Task details –
The required output is the line that contains "like (47, 30)." plus every line after it in the listing below, copied exactly as it appears.

Records to use –
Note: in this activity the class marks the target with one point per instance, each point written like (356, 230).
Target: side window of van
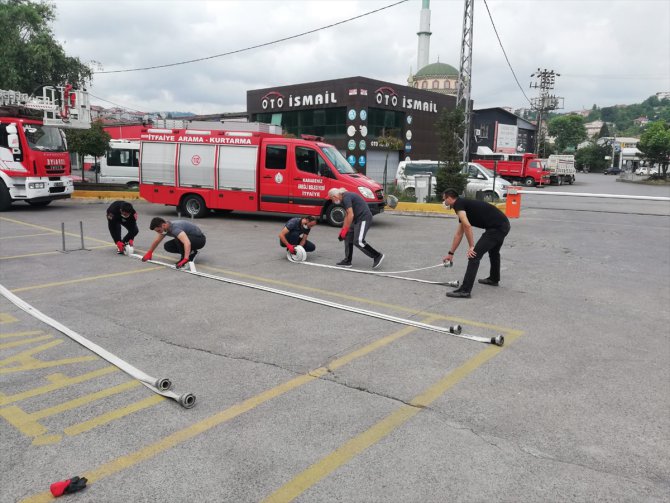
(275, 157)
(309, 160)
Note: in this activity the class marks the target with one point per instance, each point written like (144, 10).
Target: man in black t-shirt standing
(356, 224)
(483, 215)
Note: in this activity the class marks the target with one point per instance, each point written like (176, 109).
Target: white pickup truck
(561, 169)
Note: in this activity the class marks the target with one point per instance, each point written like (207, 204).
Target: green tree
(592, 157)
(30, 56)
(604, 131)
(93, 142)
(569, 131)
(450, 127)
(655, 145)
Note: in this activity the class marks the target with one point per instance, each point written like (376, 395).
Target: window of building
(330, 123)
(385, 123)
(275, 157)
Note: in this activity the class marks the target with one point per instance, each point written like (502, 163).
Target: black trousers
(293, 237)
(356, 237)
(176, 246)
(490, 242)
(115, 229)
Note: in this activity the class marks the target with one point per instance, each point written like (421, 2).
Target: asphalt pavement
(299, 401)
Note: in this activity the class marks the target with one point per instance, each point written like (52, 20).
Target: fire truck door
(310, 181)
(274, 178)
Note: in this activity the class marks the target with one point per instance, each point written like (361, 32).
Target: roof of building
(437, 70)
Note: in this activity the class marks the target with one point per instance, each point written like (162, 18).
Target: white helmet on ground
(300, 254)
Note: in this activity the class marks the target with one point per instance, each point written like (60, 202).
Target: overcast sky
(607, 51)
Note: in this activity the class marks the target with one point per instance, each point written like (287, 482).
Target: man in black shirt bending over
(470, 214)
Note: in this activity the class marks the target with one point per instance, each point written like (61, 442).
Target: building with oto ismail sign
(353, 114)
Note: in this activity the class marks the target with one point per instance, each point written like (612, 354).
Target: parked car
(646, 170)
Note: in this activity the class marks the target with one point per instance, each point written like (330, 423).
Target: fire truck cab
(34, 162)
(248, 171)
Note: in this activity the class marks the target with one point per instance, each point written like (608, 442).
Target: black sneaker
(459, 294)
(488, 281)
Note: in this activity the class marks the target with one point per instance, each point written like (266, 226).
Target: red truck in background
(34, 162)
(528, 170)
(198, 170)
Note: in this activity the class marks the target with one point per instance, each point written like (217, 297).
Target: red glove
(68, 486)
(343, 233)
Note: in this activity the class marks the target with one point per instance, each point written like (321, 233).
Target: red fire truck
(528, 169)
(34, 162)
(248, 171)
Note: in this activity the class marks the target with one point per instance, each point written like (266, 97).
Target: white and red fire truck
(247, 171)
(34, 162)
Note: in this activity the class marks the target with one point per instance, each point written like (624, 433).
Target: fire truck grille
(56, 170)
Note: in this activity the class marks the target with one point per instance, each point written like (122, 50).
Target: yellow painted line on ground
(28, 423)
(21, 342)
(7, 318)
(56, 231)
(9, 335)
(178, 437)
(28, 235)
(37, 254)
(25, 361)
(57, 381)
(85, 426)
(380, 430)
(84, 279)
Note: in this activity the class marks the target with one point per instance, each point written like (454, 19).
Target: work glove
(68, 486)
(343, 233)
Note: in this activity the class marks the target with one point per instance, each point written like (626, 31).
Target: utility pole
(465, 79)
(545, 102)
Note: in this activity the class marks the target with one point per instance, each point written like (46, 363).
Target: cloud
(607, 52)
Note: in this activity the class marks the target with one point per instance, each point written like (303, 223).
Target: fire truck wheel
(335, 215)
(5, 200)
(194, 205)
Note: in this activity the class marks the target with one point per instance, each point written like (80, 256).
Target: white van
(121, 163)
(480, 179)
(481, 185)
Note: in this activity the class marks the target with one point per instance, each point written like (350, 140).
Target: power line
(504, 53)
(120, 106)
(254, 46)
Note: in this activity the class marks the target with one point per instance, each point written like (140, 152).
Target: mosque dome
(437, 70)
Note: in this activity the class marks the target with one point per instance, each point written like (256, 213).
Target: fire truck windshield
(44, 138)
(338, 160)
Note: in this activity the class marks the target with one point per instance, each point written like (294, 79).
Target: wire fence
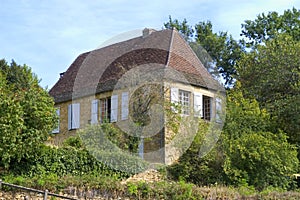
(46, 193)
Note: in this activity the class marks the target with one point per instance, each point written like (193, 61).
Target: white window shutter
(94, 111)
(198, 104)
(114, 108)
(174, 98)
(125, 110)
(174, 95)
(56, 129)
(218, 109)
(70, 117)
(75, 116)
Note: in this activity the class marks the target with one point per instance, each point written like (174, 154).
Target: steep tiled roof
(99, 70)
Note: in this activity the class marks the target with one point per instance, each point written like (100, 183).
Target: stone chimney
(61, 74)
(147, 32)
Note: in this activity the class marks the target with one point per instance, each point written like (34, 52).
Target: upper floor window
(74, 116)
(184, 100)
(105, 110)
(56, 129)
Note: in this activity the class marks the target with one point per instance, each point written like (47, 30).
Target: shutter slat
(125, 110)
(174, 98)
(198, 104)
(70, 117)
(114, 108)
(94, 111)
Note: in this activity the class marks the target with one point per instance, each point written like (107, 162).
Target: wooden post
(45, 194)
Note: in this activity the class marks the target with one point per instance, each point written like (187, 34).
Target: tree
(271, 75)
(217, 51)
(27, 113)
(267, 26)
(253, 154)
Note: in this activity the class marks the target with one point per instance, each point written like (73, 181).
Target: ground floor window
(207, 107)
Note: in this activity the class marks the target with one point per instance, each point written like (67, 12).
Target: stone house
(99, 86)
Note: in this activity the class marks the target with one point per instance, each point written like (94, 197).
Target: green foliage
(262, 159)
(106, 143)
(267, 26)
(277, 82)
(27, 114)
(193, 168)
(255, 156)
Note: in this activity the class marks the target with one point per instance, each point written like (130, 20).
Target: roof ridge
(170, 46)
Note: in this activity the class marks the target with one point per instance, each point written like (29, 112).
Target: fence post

The reply –
Note: in this activity the class marks the target with one point per instance, each point written like (47, 30).
Target: shutter slat
(125, 110)
(174, 98)
(198, 104)
(70, 117)
(114, 108)
(94, 111)
Note: in this activity the class marks the target with one point per instance, each point written like (107, 162).
Target: wooden post
(45, 194)
Note: in this activity the class marks the target with one point per instance, each point written like (187, 34).
Target: tree
(271, 75)
(217, 51)
(27, 113)
(267, 26)
(253, 154)
Note: in this activity the class marks the target with one point per instance, each point written like (73, 181).
Target: ground floor window
(207, 107)
Note: in this activity the class marks the target with one point per instance, each point written like (67, 12).
Target: stone house
(99, 86)
Note: in this activity the class marks the target with one point per instance, each point written like (94, 197).
Target: green foliage
(262, 159)
(106, 143)
(267, 26)
(277, 82)
(27, 114)
(193, 168)
(255, 156)
Note: in this activity the class marks the target with one point per instance, each point written like (130, 20).
Target: roof ridge
(170, 46)
Note: in this activity the class marks the target with one point per instance, each point written like (29, 112).
Target: fence post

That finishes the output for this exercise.